◆ WRITTEN TASK
Can you recast the rows below, from the line containing "of the pine" up to and including the line containing "x=682, y=480", as a JSON list of strings with one string per line and blank lines left out?

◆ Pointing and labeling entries
====
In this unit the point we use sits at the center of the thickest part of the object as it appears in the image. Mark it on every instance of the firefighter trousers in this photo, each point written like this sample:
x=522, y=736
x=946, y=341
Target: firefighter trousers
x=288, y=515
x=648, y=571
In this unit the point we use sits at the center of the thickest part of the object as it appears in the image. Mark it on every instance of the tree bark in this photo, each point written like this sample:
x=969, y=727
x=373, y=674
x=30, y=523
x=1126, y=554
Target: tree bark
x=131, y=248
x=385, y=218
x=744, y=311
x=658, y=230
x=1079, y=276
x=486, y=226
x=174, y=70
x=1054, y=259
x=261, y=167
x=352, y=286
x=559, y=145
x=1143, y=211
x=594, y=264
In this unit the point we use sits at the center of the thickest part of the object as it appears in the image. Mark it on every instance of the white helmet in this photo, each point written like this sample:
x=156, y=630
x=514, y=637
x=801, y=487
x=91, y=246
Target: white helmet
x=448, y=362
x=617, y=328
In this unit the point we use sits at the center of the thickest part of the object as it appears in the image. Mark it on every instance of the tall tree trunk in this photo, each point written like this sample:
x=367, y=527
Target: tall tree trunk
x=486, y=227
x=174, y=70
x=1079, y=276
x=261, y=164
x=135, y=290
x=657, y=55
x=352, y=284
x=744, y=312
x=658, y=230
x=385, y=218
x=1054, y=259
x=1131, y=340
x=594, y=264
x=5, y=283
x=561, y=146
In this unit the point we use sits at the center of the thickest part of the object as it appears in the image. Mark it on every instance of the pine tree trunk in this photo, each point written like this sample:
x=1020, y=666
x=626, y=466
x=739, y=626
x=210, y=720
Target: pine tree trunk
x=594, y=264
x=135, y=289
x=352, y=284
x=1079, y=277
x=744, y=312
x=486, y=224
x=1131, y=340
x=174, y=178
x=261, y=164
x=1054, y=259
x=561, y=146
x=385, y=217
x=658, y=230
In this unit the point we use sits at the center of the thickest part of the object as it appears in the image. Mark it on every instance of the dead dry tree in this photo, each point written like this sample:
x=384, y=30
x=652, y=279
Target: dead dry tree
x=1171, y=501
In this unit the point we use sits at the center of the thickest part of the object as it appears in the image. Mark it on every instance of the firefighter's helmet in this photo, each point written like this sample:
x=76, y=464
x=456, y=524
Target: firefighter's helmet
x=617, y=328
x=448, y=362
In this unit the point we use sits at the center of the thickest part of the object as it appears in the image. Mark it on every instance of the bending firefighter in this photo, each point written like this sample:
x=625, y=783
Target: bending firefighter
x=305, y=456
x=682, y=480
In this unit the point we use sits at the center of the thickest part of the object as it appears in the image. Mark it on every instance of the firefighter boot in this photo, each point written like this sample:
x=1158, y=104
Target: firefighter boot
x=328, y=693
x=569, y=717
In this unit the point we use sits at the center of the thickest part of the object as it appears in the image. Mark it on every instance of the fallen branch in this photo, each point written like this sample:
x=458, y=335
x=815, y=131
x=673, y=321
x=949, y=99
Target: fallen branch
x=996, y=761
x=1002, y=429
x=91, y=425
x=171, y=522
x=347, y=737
====
◆ PROBLEM SOLUTION
[
  "In this unit the point we use sits at the center of the thickest part of the object as it appears in the image. Mark it on every instance of the pine tree trunk in this photo, each point written like this sample:",
  "x=1020, y=666",
  "x=626, y=466",
  "x=739, y=626",
  "x=210, y=720",
  "Target: pine tree trunk",
  "x=594, y=264",
  "x=135, y=289",
  "x=352, y=284",
  "x=1079, y=277",
  "x=744, y=312",
  "x=486, y=224",
  "x=1131, y=340",
  "x=174, y=178",
  "x=261, y=164",
  "x=1054, y=259",
  "x=561, y=146",
  "x=385, y=217",
  "x=658, y=230",
  "In this unit the point we use sits at the center of the thickest part of the object as it appears in the image. Mark it on every instance of the dead dry tree in this photo, each point written like this sample:",
  "x=384, y=30",
  "x=652, y=279",
  "Target: dead dry tree",
  "x=1171, y=501",
  "In this unit the point we use sits at the center of the thickest part of the object as it appears in the image. Mark it on every instance of the firefighter's helmet in this photo, each point written like this sample:",
  "x=76, y=464",
  "x=456, y=524",
  "Target: firefighter's helmet",
  "x=617, y=328",
  "x=448, y=362",
  "In this unit the point we use sits at the center of the thickest part of the object as it appears in the image. Mark it on every instance of the bending firefighter in this photo, each point written like this sample:",
  "x=625, y=783",
  "Target: bending firefighter",
  "x=305, y=456",
  "x=682, y=480"
]